→ TEKS SUMBER:
++++

Pernahkah Anda mendengar istilah Zihar? Mungkin terdengar asing, namun konsep ini memiliki akar sejarah yang dalam dalam tradisi pra-Islam. Dalam konteks agama Islam, Zihar adalah praktik yang dilarang dan memiliki implikasi hukum yang serius. Mari kita telaah lebih lanjut mengenai apa itu Zihar, mengapa ia diharamkan, dan bagaimana dampaknya dalam kehidupan berkeluarga.
Memahami Zihar: Lebih dari Sekadar Ucapan
Secara bahasa, Zihar berasal dari kata "zhahr" yang berarti punggung. Namun, dalam konteks hukum Islam, Zihar adalah ungkapan seorang suami yang menyamakan istrinya dengan perempuan mahramnya, seperti ibu kandung, saudara perempuan kandung, atau bibi. Ungkapan ini biasanya ditandai dengan kalimat seperti "Punggungmu bagiku seperti punggung ibuku" atau variasi lainnya yang memiliki maksud serupa.

++++

→ ENTRI DATA:

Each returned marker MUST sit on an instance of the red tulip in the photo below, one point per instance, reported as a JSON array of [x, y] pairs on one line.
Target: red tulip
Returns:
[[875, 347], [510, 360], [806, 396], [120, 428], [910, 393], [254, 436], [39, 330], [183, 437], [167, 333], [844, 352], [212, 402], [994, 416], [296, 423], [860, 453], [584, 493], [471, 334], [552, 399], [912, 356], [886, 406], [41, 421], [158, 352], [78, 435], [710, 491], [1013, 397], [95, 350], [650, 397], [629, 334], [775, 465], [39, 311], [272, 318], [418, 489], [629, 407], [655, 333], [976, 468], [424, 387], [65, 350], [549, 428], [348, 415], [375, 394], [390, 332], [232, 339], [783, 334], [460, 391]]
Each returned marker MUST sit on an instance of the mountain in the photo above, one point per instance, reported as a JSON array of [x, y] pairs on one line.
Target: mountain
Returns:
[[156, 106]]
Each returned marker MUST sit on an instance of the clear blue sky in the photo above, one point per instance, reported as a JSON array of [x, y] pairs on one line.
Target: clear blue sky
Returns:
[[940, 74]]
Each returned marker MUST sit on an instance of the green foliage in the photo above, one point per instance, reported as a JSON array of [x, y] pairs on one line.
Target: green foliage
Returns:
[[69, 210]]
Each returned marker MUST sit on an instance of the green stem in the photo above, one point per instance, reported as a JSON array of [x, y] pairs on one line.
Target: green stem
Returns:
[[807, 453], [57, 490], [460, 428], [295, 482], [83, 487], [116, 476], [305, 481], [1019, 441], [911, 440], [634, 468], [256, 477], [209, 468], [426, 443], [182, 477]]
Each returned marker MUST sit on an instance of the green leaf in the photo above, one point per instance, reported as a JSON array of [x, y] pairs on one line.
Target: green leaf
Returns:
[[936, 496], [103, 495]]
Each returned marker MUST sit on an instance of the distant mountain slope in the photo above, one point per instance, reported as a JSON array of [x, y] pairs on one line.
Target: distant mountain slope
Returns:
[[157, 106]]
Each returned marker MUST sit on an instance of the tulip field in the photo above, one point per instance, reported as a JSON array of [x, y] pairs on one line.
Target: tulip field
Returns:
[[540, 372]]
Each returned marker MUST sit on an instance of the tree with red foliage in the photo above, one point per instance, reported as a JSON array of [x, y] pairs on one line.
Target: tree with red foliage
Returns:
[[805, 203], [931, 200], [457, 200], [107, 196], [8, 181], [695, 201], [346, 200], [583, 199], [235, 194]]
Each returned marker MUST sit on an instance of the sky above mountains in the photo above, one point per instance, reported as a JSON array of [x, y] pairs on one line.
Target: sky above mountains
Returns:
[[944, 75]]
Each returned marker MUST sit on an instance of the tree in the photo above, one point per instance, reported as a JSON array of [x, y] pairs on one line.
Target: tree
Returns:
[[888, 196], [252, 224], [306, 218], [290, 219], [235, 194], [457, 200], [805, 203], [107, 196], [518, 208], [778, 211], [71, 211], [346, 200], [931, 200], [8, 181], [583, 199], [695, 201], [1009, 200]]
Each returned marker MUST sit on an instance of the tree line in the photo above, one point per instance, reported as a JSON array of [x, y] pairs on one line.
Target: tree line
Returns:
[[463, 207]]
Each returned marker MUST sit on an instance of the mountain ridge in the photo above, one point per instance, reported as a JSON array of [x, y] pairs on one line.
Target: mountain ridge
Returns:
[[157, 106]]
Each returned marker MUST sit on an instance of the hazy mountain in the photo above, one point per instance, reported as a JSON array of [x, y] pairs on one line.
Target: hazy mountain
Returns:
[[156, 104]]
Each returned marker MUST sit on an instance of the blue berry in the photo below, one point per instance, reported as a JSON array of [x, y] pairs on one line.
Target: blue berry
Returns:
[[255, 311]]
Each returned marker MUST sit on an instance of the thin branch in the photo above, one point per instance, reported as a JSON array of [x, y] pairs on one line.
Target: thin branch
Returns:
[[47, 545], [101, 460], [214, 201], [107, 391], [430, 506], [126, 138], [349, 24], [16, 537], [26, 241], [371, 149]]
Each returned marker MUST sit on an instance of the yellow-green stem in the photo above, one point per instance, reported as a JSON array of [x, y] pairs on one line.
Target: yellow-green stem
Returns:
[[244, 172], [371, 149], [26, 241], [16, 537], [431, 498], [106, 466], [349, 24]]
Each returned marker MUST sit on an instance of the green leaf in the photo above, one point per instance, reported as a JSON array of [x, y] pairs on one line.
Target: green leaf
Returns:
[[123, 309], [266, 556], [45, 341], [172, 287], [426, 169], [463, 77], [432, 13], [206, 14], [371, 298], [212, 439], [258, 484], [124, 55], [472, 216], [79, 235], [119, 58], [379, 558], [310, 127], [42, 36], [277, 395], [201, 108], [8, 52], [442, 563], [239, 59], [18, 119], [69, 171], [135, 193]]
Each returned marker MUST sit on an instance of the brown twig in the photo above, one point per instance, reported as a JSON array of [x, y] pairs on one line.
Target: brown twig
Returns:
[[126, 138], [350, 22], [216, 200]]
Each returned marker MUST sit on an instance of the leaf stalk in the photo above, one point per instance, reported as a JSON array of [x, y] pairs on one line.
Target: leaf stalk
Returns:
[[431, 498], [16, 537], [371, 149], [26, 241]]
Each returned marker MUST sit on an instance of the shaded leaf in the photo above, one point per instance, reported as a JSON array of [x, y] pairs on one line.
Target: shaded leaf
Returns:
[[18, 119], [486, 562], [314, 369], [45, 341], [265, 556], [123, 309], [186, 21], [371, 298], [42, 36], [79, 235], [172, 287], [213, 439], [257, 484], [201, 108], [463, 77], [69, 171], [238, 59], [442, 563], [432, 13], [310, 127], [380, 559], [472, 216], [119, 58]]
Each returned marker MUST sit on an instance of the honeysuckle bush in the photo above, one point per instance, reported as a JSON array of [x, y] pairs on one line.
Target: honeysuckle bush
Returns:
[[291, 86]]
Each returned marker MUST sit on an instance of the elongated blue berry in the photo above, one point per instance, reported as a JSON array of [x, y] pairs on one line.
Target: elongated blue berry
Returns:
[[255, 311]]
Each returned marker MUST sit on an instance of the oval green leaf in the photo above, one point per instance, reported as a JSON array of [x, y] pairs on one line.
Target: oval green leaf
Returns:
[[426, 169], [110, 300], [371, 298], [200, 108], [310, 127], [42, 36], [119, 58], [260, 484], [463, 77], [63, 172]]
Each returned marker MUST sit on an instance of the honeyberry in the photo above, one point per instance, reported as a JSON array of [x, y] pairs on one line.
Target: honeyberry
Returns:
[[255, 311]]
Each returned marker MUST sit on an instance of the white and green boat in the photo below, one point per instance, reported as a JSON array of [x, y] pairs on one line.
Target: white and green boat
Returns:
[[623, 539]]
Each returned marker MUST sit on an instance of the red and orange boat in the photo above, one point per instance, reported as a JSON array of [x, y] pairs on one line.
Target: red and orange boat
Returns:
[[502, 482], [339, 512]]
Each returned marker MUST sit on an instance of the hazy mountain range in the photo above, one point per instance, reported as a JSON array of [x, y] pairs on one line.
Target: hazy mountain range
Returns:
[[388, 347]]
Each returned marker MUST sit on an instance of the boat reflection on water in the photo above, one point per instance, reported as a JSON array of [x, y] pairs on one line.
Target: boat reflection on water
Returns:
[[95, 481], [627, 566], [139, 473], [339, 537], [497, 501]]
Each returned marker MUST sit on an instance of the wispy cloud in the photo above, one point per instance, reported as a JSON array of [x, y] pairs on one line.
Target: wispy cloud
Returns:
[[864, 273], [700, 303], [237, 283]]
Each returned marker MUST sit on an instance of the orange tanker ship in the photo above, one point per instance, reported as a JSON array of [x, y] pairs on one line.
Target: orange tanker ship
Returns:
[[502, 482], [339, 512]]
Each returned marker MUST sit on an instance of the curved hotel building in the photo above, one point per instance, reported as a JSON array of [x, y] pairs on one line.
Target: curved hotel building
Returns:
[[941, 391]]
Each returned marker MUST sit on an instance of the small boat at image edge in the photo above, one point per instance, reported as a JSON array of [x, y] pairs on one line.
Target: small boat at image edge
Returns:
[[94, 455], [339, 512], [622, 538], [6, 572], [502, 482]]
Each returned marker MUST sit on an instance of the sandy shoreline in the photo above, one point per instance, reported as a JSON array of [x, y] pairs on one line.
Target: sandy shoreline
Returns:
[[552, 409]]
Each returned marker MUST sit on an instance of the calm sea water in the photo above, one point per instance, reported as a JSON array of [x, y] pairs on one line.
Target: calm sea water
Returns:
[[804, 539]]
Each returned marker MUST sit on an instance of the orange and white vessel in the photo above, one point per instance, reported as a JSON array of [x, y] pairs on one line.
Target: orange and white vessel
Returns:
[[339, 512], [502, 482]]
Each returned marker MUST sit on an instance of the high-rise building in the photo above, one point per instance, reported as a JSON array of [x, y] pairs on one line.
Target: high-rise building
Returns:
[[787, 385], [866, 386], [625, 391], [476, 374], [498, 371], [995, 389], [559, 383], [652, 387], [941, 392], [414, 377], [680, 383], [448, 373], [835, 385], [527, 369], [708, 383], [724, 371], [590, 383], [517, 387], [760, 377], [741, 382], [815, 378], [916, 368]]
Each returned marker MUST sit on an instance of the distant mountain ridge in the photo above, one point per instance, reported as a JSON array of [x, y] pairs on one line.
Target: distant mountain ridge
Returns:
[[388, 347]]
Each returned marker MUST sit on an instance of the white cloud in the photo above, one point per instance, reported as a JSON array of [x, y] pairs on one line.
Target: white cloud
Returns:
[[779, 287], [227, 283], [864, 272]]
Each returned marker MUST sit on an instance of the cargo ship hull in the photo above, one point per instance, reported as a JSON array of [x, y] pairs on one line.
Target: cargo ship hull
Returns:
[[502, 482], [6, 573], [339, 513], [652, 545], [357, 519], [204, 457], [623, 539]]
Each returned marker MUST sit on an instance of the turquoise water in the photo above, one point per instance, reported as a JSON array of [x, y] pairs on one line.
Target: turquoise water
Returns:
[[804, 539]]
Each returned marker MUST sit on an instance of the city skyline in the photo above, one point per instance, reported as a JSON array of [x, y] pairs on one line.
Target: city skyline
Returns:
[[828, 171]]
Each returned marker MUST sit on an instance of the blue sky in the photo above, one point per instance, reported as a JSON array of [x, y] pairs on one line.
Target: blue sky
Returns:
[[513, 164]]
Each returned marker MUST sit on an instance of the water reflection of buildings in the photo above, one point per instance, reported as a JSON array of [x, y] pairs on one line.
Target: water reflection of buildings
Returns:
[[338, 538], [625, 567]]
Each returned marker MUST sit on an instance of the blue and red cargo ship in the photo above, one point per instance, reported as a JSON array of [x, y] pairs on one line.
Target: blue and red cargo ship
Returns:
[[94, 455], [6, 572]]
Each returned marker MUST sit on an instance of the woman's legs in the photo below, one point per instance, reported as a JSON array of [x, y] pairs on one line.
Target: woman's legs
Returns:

++++

→ PETUNJUK LATIHAN: Tuliskan kembali bagian dari teks tentang Zihar tanpa perubahan, mulai dari kata "Pernahkah Anda mendengar" dan terus sampai kata "dalam kehidupan berkeluarga.". Catatan data di atas diambil dari sumber yang berbeda.

→ JAWABAN LENGKAP:
Pernahkah Anda mendengar istilah Zihar? Mungkin terdengar asing, namun konsep ini memiliki akar sejarah yang dalam dalam tradisi pra-Islam. Dalam konteks agama Islam, Zihar adalah praktik yang dilarang dan memiliki implikasi hukum yang serius. Mari kita telaah lebih lanjut mengenai apa itu Zihar, mengapa ia diharamkan, dan bagaimana dampaknya dalam kehidupan berkeluarga.